_Description of the task_:
Reproduce every one of the following entries verbatim, keeping each line and character unchanged.

_Information given_:
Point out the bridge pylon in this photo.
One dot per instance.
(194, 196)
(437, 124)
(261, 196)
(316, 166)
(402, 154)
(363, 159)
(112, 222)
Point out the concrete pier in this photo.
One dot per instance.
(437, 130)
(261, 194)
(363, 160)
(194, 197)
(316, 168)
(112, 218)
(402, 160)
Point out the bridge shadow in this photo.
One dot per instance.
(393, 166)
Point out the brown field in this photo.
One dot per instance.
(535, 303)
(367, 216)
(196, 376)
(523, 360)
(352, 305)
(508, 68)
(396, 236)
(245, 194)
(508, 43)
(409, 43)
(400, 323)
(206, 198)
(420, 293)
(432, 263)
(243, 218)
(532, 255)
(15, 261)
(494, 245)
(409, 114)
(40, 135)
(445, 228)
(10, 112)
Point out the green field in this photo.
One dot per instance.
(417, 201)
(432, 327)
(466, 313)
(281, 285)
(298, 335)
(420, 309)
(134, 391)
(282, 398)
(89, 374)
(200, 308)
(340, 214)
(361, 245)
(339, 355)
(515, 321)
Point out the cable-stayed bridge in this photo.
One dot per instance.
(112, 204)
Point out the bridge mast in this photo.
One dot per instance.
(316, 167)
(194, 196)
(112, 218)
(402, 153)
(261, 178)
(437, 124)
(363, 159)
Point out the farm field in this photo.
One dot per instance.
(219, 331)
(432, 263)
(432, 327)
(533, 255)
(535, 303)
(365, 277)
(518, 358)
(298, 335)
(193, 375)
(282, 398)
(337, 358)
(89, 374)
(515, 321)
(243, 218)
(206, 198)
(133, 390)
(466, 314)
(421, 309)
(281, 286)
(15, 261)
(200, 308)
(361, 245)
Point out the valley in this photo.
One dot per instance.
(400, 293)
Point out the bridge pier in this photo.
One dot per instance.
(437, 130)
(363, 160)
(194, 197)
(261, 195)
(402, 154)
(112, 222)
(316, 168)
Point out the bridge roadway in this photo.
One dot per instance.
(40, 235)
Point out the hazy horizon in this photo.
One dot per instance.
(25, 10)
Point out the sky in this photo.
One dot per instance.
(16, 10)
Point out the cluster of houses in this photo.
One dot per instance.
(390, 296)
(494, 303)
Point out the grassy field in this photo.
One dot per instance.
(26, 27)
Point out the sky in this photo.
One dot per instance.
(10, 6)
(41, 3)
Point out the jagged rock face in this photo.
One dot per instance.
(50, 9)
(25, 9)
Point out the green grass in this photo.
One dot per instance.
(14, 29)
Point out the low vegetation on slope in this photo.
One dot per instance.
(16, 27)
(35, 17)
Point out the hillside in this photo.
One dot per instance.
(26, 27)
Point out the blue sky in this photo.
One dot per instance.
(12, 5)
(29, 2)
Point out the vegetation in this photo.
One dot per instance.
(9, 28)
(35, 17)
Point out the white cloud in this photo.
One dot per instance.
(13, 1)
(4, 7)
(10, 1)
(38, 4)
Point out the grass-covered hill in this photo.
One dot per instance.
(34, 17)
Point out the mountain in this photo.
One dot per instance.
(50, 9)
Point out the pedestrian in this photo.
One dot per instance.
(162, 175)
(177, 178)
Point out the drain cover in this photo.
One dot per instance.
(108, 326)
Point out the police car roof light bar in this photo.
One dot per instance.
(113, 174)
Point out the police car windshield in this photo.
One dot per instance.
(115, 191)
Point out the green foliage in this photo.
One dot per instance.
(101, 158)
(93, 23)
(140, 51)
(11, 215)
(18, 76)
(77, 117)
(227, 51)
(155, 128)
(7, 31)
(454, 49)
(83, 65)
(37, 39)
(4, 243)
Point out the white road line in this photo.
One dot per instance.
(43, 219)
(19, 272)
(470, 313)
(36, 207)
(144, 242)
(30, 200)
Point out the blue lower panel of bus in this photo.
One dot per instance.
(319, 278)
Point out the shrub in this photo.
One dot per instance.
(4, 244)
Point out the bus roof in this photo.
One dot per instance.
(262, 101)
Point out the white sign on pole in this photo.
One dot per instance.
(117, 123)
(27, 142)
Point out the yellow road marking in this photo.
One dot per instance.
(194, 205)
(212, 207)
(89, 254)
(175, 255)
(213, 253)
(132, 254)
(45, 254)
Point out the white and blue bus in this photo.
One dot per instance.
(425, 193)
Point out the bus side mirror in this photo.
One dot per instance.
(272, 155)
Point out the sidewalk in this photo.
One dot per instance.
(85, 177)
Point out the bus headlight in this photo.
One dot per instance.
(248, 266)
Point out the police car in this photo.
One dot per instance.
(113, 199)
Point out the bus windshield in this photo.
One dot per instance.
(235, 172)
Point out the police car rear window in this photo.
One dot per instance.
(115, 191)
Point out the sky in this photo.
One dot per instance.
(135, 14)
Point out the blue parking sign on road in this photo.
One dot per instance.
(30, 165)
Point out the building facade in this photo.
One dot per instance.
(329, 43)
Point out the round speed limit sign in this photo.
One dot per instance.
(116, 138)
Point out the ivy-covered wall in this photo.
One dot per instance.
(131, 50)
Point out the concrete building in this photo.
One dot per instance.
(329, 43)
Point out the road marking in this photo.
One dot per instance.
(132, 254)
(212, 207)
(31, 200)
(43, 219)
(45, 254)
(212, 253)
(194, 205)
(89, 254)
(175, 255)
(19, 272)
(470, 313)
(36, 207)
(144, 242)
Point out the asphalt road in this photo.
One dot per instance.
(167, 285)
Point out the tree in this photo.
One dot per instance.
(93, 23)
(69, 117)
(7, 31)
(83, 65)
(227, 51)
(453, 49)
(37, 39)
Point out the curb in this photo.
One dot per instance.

_Final result_:
Point out the bridge pylon in this photo.
One dot per instance.
(194, 196)
(437, 124)
(261, 196)
(316, 166)
(402, 154)
(363, 159)
(112, 222)
Point out the concrete pier in this photo.
One dot per instance.
(437, 130)
(261, 194)
(363, 160)
(194, 197)
(316, 168)
(112, 218)
(402, 160)
Point out the bridge shadow in this photo.
One dot per instance.
(393, 166)
Point out the brown field in this photo.
One dot per instance.
(535, 303)
(367, 216)
(196, 376)
(523, 360)
(352, 305)
(508, 68)
(396, 236)
(245, 194)
(508, 43)
(409, 43)
(400, 323)
(206, 198)
(420, 293)
(432, 263)
(243, 218)
(532, 255)
(15, 261)
(494, 245)
(409, 114)
(40, 135)
(445, 228)
(10, 112)
Point out the green field in this photo.
One dot per instance.
(417, 201)
(432, 327)
(466, 313)
(281, 285)
(298, 335)
(420, 309)
(134, 391)
(282, 398)
(89, 374)
(200, 308)
(340, 214)
(361, 245)
(339, 355)
(515, 321)
Point out the cable-stayed bridge in this photo.
One dot per instance.
(112, 204)
Point out the bridge mast in this photo.
One dot per instance.
(316, 167)
(194, 196)
(112, 218)
(402, 153)
(261, 178)
(437, 124)
(363, 159)
Point out the farm field in this photo.
One dot per instance.
(219, 331)
(432, 263)
(432, 327)
(533, 255)
(535, 303)
(365, 277)
(518, 358)
(298, 335)
(193, 375)
(282, 398)
(337, 358)
(89, 374)
(515, 321)
(243, 218)
(206, 198)
(133, 390)
(466, 314)
(421, 309)
(281, 286)
(15, 261)
(200, 308)
(361, 245)
Point out the valley in this photo.
One dot per instance.
(400, 293)
Point out the bridge pier in this photo.
One dot per instance.
(437, 130)
(363, 160)
(194, 197)
(261, 195)
(402, 154)
(112, 222)
(316, 168)
Point out the bridge roadway in this photo.
One dot per instance.
(40, 235)
Point out the hazy horizon in this photo.
One dot per instance.
(25, 10)
Point out the sky in this photo.
One dot per instance.
(16, 10)
Point out the cluster of houses in this photo.
One dot per instance.
(390, 296)
(494, 303)
Point out the grassy field in this photo.
One dot per instance.
(26, 27)
Point out the sky in this photo.
One dot per instance.
(10, 6)
(41, 3)
Point out the jagged rock face in this photo.
One dot per instance.
(50, 9)
(25, 9)
Point out the green grass in this photo.
One dot per instance.
(14, 29)
Point out the low vegetation on slope in this photo.
One dot per instance.
(16, 27)
(35, 17)
Point out the hillside in this photo.
One dot per instance.
(26, 27)
Point out the blue sky in this photo.
One dot per instance.
(12, 5)
(29, 2)
Point out the vegetation in this photo.
One dot per instance.
(9, 28)
(35, 17)
Point out the white cloud in this photo.
One dot per instance.
(13, 1)
(4, 7)
(10, 1)
(38, 4)
Point out the grass-covered hill in this photo.
One dot per instance.
(34, 17)
Point out the mountain in this photo.
One dot per instance.
(50, 9)
Point out the pedestrian in this photo.
One dot per instance.
(162, 175)
(177, 178)
Point out the drain cover in this photo.
One dot per instance.
(108, 326)
Point out the police car roof light bar in this photo.
One dot per instance.
(113, 174)
Point out the police car windshield in this photo.
One dot per instance.
(115, 191)
Point out the green foliage in this photo.
One dot per instance.
(101, 158)
(93, 23)
(140, 51)
(11, 215)
(18, 76)
(77, 117)
(227, 51)
(155, 128)
(7, 31)
(454, 49)
(83, 65)
(37, 39)
(4, 243)
Point out the white road line in this photo.
One dot per instance.
(43, 219)
(19, 272)
(470, 313)
(36, 207)
(144, 242)
(30, 200)
Point out the blue lower panel of bus in this photo.
One dot per instance.
(319, 278)
Point out the shrub in this photo.
One dot per instance.
(4, 244)
Point out the bus roof in this photo.
One dot per instance.
(262, 101)
Point out the white sign on pole in this photo.
One dot per instance.
(117, 123)
(27, 142)
Point out the yellow road marking in this photo.
One dot per instance.
(194, 205)
(212, 207)
(89, 254)
(175, 255)
(213, 253)
(132, 254)
(45, 254)
Point out the white and blue bus in this photo.
One dot per instance.
(425, 193)
Point out the bus side mirror in this photo.
One dot per instance.
(272, 155)
Point out the sidewalk in this photo.
One dot per instance.
(85, 177)
Point out the bus headlight in this photo.
One dot per instance.
(248, 266)
Point out the police car in this photo.
One dot per instance.
(113, 199)
Point out the bus windshield in this photo.
One dot per instance.
(235, 172)
Point out the police car rear window in this photo.
One dot per instance.
(115, 191)
Point out the sky in this photo.
One dot per instance.
(135, 14)
Point out the blue parking sign on road in this photo.
One dot per instance.
(30, 165)
Point out the building facade in this photo.
One dot per instance.
(329, 43)
Point out the round speed limit sign in this photo.
One dot per instance.
(116, 138)
Point out the ivy-covered wall in this photo.
One dot per instance.
(131, 50)
Point out the concrete building in this photo.
One dot per instance.
(329, 43)
Point out the road marking in this photo.
One dot per instance.
(132, 254)
(212, 207)
(31, 200)
(43, 219)
(45, 254)
(212, 253)
(194, 205)
(89, 254)
(175, 255)
(19, 272)
(470, 313)
(36, 207)
(144, 242)
Point out the asphalt road in this photo.
One dot per instance.
(167, 285)
Point out the tree in this photo.
One dot per instance.
(93, 23)
(69, 117)
(7, 31)
(83, 65)
(227, 51)
(453, 49)
(37, 39)
Point out the curb in this photo.
One dot per instance.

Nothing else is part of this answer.